Items from a data source »
--- START ---
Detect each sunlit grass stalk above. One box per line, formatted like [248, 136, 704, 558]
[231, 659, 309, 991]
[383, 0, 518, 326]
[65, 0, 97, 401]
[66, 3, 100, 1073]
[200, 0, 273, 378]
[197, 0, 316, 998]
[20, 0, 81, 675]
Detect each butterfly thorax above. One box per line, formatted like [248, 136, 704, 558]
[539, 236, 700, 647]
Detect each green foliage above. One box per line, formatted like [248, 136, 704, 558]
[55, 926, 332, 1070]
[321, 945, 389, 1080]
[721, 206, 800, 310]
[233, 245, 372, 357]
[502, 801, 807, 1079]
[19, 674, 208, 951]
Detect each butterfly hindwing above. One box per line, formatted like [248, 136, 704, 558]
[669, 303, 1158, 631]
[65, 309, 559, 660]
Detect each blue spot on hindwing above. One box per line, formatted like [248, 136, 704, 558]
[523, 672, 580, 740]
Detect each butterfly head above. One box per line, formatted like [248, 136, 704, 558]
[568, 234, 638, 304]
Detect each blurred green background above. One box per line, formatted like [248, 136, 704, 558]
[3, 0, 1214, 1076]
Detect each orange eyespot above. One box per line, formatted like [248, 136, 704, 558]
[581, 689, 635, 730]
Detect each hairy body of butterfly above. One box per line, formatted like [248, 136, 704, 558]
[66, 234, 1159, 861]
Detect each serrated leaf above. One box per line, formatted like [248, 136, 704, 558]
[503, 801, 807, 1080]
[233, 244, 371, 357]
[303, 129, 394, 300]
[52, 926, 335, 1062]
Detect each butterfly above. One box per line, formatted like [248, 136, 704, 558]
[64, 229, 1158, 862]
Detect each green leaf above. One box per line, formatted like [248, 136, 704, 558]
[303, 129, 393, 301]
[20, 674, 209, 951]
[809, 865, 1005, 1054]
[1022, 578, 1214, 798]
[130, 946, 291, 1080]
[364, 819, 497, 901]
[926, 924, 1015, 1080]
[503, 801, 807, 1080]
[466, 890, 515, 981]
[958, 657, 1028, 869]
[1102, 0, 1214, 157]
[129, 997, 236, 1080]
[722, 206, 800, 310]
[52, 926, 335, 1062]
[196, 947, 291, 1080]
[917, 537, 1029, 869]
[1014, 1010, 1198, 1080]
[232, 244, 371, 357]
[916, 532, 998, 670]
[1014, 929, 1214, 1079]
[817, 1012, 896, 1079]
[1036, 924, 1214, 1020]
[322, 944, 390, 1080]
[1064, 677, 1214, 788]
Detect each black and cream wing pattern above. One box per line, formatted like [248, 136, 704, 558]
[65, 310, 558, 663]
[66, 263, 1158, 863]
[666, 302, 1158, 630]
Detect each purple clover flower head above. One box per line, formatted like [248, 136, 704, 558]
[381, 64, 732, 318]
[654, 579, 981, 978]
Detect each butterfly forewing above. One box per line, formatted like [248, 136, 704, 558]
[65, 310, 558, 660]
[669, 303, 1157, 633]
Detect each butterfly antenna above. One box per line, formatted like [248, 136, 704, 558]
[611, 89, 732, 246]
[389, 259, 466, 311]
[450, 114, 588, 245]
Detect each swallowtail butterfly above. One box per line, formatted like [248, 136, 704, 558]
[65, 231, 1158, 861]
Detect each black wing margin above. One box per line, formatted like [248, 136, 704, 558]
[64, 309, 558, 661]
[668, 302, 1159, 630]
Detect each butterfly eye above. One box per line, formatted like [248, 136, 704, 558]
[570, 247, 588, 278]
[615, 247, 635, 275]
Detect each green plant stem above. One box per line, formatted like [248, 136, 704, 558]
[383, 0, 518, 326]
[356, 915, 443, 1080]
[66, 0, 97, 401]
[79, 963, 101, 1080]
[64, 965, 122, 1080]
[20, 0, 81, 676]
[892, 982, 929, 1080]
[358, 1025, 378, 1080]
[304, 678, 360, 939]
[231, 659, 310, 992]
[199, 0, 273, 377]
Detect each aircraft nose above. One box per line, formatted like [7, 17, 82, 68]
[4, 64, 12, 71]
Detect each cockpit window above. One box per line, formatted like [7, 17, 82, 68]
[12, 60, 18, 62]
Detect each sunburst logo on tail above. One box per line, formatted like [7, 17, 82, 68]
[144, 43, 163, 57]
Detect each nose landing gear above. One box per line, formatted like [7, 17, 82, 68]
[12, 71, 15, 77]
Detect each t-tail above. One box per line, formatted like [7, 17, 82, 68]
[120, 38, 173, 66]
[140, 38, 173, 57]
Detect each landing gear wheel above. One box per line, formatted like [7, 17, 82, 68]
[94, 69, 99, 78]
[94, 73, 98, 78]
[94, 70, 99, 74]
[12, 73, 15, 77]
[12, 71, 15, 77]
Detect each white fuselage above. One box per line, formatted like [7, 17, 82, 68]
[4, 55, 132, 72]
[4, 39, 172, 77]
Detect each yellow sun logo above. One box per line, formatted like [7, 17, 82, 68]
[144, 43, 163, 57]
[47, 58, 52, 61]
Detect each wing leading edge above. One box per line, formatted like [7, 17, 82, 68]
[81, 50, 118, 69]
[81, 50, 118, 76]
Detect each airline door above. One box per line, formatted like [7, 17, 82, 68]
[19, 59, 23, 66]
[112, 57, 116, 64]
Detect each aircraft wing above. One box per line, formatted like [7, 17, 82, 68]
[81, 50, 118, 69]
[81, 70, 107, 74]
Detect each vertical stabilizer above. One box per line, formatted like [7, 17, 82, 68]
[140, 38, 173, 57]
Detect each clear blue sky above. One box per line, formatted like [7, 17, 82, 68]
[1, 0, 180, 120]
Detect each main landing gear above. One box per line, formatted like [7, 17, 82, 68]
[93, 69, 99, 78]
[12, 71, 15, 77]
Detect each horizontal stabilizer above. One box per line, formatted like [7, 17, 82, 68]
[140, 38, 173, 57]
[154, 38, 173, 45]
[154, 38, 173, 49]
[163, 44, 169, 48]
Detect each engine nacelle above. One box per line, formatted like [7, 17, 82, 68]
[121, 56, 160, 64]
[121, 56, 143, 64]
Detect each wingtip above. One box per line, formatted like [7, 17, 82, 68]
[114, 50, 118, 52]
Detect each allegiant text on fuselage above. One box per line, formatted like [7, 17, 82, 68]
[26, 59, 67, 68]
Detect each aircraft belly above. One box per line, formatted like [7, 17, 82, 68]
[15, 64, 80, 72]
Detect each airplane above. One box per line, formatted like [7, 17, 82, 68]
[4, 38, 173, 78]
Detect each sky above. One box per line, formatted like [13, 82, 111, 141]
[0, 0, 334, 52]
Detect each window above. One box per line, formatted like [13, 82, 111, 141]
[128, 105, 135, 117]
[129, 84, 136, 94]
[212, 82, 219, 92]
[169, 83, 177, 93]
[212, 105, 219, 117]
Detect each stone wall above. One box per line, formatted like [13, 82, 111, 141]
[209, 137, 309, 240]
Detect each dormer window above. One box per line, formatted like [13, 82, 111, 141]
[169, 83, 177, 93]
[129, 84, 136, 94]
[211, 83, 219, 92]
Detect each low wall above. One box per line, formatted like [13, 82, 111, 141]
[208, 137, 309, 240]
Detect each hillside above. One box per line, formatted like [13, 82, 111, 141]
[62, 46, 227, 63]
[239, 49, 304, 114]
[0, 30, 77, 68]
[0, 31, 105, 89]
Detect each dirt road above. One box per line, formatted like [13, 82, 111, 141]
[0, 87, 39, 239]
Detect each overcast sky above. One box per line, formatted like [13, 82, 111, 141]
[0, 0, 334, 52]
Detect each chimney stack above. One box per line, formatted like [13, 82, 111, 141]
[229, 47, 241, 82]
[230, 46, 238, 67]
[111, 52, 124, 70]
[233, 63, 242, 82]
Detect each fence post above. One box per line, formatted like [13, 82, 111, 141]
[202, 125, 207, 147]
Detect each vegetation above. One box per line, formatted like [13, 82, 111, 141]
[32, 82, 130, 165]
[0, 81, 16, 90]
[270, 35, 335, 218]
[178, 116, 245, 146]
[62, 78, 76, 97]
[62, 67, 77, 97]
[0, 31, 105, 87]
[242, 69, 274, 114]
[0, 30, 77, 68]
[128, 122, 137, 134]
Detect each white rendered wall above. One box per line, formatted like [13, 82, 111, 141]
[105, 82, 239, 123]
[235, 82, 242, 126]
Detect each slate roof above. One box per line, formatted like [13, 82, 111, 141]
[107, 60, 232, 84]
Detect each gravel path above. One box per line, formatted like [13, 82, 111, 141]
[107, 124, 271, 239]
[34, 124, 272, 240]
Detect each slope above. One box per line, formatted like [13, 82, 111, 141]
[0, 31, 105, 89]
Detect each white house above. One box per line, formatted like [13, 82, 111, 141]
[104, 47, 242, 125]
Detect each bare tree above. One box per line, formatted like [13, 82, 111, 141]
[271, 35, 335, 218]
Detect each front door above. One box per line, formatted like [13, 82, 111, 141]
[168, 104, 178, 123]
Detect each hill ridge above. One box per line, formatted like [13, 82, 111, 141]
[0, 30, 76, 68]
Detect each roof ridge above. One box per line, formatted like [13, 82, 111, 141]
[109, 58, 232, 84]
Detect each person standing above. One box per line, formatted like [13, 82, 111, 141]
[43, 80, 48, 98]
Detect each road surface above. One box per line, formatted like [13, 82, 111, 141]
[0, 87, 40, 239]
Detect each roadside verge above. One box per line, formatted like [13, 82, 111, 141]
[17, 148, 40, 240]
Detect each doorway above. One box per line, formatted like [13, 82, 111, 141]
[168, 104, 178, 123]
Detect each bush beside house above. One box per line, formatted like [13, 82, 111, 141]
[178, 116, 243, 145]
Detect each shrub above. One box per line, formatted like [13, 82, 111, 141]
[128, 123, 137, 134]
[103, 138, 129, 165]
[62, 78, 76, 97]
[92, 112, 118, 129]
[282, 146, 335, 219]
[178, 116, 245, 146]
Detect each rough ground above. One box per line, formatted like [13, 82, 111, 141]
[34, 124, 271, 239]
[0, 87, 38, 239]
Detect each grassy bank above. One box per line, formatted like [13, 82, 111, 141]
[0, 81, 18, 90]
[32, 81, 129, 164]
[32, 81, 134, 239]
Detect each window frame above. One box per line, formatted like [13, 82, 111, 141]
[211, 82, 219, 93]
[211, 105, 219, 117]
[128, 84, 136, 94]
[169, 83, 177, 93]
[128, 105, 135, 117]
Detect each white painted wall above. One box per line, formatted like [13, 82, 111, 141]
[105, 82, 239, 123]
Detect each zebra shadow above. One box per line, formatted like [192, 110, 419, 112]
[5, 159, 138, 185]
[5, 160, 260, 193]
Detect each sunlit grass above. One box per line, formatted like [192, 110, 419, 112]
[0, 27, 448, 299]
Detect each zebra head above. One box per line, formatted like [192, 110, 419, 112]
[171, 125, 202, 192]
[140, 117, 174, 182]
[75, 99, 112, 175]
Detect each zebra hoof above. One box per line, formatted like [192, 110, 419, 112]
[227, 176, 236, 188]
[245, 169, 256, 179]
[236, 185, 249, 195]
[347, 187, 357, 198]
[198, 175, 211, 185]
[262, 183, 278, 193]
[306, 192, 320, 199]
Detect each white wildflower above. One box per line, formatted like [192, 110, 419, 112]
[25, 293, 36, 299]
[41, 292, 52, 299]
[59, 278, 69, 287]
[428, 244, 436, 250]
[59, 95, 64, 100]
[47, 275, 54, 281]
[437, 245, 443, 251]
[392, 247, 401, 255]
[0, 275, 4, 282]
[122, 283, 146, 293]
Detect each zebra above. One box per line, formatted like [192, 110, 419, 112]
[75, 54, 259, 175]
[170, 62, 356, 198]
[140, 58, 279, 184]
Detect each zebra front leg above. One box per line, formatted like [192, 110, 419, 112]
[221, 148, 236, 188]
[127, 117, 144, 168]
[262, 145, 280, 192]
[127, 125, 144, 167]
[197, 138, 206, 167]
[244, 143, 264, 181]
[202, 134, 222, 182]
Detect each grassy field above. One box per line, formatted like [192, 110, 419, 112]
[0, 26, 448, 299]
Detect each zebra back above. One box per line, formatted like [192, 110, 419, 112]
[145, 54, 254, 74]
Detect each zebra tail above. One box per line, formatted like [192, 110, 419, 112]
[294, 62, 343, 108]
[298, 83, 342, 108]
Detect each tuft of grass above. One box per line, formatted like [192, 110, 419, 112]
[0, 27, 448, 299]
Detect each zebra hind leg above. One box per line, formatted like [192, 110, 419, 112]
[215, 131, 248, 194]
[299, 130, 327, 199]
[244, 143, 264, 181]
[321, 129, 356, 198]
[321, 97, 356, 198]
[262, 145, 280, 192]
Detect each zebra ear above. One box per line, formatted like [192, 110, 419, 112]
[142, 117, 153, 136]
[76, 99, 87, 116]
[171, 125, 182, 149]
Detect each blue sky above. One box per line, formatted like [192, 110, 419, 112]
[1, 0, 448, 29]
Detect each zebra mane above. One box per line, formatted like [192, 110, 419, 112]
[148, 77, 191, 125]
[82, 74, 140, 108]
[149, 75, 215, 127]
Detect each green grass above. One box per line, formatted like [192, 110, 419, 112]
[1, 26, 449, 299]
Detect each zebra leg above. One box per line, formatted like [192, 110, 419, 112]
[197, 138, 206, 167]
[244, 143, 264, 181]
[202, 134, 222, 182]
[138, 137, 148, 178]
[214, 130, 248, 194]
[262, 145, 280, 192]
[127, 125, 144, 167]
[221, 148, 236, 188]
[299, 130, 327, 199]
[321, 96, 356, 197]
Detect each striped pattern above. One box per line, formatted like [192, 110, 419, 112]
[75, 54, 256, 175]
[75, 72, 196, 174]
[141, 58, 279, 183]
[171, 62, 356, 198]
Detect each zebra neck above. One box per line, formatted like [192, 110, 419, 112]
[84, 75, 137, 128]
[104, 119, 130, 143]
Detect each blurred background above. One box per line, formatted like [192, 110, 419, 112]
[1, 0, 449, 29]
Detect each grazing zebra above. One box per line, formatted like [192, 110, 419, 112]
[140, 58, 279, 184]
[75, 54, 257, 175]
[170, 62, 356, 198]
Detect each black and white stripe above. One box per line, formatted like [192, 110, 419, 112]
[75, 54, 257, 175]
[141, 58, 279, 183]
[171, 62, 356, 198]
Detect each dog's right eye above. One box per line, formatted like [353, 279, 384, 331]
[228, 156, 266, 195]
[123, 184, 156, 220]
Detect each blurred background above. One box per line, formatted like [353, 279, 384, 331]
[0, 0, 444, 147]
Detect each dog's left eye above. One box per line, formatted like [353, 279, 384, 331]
--- END ---
Set down no line except those from the one with "Detect each grazing" to the last line of the data, inclusive, each exactly as written.

Detect each grazing zebra above. One box per line, formatted like [192, 110, 419, 112]
[140, 58, 279, 184]
[75, 54, 257, 175]
[170, 62, 356, 198]
Detect each black and white stripe above. One box per line, formatted like [192, 110, 419, 112]
[75, 54, 257, 175]
[141, 58, 279, 183]
[171, 62, 356, 198]
Detect each dog's right eye above. One box per line, formatted like [353, 279, 384, 331]
[228, 156, 266, 195]
[123, 184, 156, 220]
Detect each blurred background above. One box per line, formatted like [353, 279, 384, 331]
[0, 0, 444, 147]
Detect each dog's left eye above. One box per line, formatted like [353, 279, 384, 331]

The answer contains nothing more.